#### Task requirements:
According to the Class II correction text below, about how much force do the Forsus and Twin Force devices apply at nearly full compression?

#### Source extract:
□ □ □ □

Class II elastics exert a pulling force across the occlusal plane. The vertical component of this pulling force may extrude the maxillary incisors and mandibular molars. Consequently, a downward and backward rotation of the mandible may occur. In patients with long faces (steep mandibular plane angles) mechanics that tend to extrude posterior teeth are contraindicated. Therefore, Class II elastics are used less often and less aggressively in these patients. These patients often benefit form extraction treatment, by using the extraction space to retract the upper anterior teeth and advance the lower posterior teeth. Closing the space also tends to lower the mandibular plane angle, thus preventing long faces from getting longer.

In long faced patients, appliances other than Class II elastics are indicated. The Herbst appliance is a good option because the appliance helps limit molar eruption. The modern Herbst appliance consists of stainless steel crowns over the maxillary first molars, connected to bands on the mandibular first premolars by a rigid plunger-tube system that forces the lower jaw into a forward position during closure. Some designs also use crowns on the lower first molars.

The telescoping mechanism of the Herbst appliance places an upward and posteriorly directed force on the maxillary molars. When the appliance is used during comprehensive orthodontic treatment, the maxillary molars usually move about 1-3mm distally. Additionally, Herbst treatment will either prevent upper molar eruption or (some say) intrude the upper molars. This is why the appliance is used in long faced patients.

In 1987, J.J. Jasper developed and patented the Jasper Jumper, which featured a stainless steel compression spring in a polyurethane sheath. This is a modification of the Herbst "bite-jumping" mechanism that permits greater freedom of mandibular movement. The compression module, which is available in multiple lengths, is anchored to the main archwire and can be incorporated easily into traditional edgewise orthodontic treatment.

Like the Herbst appliance, and unlike Class II elastics, the Jasper Jumper produces intrusive intraarch forces by pushing apart the points of attachment. Because some of the force components are intrusive, these appliances are appropriate for long faced patients. Studies have shown the Jasper Jumper produces a surprising amount of skeletal Class II correction in growing patients. However, breakage is a big problem with this appliance. To mitigate this problem, manufacturers have developed Jasper like appliances that are more durable. The Forsus Fatigue Resistant Device, developed by Unitek, and the Twin Force Bite Corrector, developed by Ortho Organizers, are two appliances that are conceptually similar, but more durable and easier to use than the Jasper Jumper. They are two-piece telescoping piston assemblies within a stainless steel spring cylinder. As the patient closes in maximum intercuspation, the coil spring is compressed, releasing stored energy. At nearly full compression (10-12mm), they apply approximately 200g of force. Because the springs rarely are compressed fully, the level of force delivery is comparable to that of heavy Class II elastics. Initial studies report breakage rates of these appliances to be significantly less than Jasper Jumpers.

The issue of optimal Class II treatment timing is one of the most studied and widely debated topics in orthodontics. Most studies show that late treatment (after all permanent teeth are erupted) and fixed appliances are more efficient than earlier treatment and removable appliances. Cephalometric studies have shown that the therapeutic effectiveness of most Class II correction appliances is greatest when these appliances are used during the pubertal growth spurt. All of the Class II correction appliances discussed here may be used in the permanent dentition, in conjunction with fixed appliances. The key indicator of success over the long term is holding the Class I relationship once it is achieved. Avoidance of Class II relapse is a challenge, but studies have demonstrated that good cuspal interdigitation is an excellent predictor of stability.

In conclusion, many factors contribute to the success or failure of Class II correction. The original malocclusion, as well as, age, growth pattern, and cooperation of the patient, combined with appliance selection are all vitally important in the delivery of high quality orthodontic results.

□ □ □ □

[Stored data entries]
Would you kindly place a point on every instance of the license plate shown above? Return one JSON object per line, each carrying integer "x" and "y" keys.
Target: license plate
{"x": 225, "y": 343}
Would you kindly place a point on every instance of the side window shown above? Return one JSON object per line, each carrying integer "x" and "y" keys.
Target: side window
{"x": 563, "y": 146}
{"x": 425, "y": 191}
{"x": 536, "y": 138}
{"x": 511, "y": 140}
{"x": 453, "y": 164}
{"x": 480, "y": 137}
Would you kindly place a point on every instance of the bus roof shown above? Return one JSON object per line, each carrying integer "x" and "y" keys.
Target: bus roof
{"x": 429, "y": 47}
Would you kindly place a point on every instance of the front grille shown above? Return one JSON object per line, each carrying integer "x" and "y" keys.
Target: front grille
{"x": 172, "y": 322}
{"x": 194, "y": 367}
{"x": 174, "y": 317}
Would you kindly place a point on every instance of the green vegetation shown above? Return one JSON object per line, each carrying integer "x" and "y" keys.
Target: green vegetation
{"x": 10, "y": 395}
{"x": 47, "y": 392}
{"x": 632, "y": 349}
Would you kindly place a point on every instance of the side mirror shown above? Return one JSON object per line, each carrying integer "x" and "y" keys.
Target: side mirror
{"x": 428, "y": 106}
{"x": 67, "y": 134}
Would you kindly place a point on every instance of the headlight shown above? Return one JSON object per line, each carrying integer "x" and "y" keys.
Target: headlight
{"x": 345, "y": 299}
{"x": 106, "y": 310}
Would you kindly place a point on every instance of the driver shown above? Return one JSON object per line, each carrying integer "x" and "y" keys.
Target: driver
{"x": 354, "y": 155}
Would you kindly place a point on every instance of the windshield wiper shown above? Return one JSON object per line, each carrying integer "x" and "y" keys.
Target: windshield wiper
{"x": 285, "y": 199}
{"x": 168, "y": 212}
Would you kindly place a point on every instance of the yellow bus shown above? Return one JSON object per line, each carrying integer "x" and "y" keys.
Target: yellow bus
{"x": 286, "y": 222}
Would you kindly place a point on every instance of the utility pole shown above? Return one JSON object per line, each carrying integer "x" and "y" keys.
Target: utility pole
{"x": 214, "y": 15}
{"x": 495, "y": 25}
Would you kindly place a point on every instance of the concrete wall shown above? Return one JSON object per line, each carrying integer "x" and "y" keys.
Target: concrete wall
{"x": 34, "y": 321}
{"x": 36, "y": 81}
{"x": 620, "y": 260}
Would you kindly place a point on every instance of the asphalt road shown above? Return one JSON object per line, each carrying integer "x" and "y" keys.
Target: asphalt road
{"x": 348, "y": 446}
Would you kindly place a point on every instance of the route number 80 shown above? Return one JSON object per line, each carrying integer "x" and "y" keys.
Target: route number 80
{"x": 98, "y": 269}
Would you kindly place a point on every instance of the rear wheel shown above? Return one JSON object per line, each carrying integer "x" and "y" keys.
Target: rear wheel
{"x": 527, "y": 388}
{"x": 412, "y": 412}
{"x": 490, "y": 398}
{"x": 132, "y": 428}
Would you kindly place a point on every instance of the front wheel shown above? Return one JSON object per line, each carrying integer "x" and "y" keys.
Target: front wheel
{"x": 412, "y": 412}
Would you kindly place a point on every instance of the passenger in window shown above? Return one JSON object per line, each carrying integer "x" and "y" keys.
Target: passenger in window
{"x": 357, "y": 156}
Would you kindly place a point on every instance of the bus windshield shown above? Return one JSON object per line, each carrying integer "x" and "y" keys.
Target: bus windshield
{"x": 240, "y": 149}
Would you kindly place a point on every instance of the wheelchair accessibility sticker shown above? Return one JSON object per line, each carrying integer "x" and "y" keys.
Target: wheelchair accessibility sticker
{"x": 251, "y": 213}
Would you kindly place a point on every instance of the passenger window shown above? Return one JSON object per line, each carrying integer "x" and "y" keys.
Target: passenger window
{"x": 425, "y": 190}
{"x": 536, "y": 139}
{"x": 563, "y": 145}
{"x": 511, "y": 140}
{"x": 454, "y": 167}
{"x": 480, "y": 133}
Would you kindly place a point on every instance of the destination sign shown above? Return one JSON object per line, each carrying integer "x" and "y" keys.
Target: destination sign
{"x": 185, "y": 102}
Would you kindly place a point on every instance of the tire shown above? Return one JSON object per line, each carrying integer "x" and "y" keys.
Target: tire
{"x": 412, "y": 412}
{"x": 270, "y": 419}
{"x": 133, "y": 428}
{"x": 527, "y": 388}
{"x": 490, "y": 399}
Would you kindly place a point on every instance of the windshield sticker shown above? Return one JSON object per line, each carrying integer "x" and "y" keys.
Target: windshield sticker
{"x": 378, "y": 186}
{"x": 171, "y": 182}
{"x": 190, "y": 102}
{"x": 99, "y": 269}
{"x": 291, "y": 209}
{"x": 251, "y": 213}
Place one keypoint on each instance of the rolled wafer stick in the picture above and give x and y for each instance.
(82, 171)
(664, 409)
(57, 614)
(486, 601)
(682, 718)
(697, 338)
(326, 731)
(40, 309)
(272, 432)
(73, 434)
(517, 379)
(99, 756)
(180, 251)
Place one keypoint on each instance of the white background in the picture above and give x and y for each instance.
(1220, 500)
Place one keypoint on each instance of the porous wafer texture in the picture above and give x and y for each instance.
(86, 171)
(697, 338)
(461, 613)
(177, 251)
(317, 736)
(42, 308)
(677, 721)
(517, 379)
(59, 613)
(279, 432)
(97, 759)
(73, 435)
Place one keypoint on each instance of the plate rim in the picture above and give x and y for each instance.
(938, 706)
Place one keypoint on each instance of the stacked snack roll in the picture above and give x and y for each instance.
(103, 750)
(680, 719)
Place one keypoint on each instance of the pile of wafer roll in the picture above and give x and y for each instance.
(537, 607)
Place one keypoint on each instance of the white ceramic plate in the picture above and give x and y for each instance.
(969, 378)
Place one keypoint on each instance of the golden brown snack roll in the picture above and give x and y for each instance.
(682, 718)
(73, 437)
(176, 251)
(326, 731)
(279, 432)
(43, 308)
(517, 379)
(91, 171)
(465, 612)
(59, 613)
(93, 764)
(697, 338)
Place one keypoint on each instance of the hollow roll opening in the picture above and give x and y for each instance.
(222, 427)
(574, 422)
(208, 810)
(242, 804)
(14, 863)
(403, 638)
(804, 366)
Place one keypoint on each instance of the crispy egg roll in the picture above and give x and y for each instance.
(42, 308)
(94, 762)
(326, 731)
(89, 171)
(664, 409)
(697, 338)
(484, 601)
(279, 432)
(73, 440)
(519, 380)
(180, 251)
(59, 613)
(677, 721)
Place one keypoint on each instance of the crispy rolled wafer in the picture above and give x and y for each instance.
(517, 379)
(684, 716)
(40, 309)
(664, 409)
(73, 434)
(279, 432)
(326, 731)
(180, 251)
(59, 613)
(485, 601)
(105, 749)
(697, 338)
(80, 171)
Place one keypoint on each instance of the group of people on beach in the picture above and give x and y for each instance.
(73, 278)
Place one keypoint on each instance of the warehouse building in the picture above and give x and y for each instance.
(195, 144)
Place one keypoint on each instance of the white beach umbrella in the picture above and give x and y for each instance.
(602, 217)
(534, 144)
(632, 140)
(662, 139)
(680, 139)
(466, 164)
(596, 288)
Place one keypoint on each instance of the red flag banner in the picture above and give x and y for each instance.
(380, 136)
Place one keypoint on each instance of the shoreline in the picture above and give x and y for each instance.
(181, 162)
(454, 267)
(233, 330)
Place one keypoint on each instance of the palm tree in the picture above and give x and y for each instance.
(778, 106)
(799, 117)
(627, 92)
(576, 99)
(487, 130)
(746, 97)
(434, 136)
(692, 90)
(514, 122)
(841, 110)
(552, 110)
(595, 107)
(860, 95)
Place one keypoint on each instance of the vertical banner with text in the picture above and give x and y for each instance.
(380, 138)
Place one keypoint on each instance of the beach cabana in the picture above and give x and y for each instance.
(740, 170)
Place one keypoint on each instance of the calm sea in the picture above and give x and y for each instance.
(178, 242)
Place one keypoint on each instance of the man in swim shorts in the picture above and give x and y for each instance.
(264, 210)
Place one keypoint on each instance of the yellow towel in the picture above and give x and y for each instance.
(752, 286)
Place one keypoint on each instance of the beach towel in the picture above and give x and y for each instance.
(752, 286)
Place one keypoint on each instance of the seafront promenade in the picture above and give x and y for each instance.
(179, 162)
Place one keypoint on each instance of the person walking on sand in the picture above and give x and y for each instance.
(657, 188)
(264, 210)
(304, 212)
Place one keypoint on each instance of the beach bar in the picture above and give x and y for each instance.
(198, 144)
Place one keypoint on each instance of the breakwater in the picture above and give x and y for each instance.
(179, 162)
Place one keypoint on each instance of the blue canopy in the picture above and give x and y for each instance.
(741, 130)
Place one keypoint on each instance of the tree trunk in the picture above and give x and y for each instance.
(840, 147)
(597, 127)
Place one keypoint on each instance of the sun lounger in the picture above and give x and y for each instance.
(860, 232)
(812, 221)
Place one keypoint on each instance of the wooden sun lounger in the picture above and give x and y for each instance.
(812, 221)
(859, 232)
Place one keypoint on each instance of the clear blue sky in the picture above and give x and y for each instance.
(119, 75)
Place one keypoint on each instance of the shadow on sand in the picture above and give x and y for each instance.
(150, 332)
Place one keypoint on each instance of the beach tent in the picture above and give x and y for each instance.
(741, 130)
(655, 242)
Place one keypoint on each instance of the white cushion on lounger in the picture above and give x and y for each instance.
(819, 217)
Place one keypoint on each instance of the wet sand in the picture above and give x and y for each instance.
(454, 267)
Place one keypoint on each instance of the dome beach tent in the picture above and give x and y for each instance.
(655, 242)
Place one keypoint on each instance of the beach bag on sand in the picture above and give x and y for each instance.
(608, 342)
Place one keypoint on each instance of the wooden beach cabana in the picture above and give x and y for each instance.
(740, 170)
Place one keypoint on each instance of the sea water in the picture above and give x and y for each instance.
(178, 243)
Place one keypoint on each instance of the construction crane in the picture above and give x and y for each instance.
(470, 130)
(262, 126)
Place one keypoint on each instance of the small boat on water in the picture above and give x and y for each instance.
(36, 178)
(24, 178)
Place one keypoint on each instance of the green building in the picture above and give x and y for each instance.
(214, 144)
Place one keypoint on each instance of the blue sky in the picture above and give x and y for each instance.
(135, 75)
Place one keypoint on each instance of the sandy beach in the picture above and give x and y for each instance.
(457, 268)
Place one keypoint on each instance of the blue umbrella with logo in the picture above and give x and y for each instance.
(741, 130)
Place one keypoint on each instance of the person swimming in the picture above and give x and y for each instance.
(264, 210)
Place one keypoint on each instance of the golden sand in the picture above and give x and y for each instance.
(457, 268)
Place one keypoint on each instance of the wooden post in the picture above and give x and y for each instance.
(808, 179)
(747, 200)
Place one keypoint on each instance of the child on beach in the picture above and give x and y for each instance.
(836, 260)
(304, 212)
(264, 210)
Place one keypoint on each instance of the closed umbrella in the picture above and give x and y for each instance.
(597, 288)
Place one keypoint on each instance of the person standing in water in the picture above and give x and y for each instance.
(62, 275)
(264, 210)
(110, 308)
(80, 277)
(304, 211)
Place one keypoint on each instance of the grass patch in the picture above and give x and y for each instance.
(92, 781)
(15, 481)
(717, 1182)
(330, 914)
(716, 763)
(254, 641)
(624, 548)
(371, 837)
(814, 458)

□ □ □ □

#### Solution below:
Approximately 200g of force, at nearly full compression of 10-12mm.